◆ **Task prompt**
Which lines in the records below contain the string "mountain"? Copy each of those lines.

◆ **The data**
>> START

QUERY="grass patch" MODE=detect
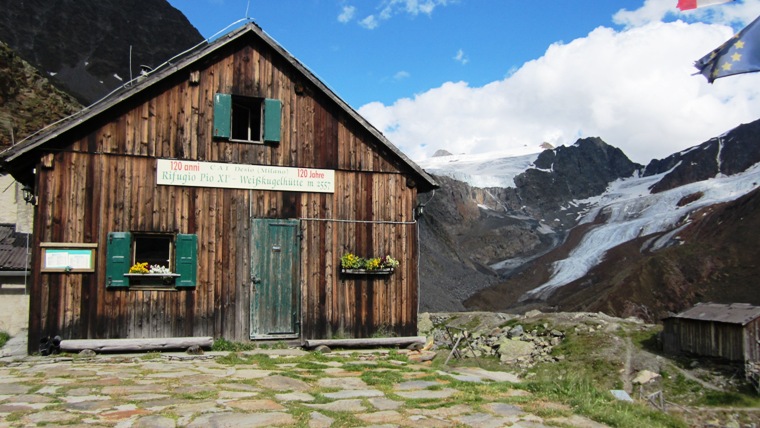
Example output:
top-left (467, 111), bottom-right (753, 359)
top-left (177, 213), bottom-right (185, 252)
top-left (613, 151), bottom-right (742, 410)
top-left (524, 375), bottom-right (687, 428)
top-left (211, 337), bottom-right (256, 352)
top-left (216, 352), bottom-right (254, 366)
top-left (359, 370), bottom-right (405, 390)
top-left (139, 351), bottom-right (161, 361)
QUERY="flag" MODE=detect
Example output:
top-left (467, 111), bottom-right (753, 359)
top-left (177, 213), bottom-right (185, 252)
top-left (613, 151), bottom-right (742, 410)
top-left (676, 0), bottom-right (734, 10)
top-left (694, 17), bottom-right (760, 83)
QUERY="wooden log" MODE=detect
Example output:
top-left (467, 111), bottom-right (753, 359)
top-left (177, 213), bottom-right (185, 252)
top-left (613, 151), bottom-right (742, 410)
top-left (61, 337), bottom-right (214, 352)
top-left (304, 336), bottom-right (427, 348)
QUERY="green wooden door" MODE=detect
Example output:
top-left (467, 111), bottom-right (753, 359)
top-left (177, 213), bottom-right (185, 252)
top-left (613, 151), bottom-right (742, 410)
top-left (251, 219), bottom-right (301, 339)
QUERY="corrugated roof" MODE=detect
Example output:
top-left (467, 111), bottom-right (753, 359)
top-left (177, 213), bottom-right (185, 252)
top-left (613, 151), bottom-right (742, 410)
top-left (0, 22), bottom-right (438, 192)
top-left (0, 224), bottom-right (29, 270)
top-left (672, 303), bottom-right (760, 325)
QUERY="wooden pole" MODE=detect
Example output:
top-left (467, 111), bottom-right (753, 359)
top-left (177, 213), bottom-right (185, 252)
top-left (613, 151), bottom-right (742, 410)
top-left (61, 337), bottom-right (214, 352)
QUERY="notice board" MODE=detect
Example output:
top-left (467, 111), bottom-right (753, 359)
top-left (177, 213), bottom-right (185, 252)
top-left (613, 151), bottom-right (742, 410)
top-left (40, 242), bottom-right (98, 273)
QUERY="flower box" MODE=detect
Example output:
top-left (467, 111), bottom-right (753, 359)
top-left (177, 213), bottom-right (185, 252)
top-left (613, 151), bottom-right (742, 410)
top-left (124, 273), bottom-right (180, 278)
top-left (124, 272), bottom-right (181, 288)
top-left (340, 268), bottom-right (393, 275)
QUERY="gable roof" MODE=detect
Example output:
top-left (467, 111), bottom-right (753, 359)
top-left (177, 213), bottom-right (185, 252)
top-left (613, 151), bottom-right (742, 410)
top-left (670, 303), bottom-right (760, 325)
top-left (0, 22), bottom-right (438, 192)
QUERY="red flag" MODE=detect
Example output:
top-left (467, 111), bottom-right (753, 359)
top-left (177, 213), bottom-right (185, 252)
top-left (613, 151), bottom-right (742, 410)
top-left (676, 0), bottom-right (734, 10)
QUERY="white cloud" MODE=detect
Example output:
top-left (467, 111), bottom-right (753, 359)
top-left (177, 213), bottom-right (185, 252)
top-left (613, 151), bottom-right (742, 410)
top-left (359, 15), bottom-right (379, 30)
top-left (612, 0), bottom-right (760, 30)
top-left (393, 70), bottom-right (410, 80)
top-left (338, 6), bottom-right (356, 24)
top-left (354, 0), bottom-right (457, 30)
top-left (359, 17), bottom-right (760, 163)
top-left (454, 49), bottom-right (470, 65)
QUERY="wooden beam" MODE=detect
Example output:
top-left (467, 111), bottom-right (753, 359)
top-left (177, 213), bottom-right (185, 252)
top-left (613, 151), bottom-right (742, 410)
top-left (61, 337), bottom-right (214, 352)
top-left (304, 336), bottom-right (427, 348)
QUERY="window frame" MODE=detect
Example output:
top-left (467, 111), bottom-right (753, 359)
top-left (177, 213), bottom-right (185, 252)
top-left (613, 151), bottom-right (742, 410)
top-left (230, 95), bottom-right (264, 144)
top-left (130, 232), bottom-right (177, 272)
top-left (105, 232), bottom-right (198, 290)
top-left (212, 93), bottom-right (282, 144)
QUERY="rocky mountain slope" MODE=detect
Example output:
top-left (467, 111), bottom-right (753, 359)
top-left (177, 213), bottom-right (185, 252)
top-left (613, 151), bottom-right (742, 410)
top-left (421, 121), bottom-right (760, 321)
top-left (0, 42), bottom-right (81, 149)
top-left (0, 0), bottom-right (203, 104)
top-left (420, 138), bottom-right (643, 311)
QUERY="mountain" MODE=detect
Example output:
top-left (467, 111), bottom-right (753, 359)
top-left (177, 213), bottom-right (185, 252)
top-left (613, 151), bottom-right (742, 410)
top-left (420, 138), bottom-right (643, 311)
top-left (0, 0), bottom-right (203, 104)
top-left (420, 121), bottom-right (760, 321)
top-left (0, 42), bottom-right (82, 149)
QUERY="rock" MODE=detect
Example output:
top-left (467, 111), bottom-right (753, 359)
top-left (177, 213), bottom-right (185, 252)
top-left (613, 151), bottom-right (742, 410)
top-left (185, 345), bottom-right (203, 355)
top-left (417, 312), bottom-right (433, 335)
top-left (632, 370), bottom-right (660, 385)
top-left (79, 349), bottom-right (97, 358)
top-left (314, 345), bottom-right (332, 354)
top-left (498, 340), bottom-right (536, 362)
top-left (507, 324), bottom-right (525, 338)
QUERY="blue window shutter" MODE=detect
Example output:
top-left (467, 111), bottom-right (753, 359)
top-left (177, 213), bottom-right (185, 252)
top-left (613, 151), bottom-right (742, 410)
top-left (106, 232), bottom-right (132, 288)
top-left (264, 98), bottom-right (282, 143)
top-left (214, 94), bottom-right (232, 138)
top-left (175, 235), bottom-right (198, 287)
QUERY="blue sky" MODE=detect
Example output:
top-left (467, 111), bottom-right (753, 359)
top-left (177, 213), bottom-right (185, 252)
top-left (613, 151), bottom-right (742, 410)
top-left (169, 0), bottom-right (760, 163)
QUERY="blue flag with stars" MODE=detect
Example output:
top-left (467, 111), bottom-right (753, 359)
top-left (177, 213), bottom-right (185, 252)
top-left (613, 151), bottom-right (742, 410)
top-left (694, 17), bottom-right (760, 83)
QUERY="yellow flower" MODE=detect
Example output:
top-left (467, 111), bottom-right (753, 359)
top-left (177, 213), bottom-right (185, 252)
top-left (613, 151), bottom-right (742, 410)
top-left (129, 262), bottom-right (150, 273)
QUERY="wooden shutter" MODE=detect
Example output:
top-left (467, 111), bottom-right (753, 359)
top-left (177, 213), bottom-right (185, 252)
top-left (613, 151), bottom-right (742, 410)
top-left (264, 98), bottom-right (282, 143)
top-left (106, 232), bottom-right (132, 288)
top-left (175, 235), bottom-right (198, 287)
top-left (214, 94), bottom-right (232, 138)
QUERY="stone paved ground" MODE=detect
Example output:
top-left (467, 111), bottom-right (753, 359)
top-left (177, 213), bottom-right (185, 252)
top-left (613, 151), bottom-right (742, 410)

>> END

◆ **Full solution**
QUERY="rocky mountain slope" MODE=detect
QUERY="mountain" MODE=detect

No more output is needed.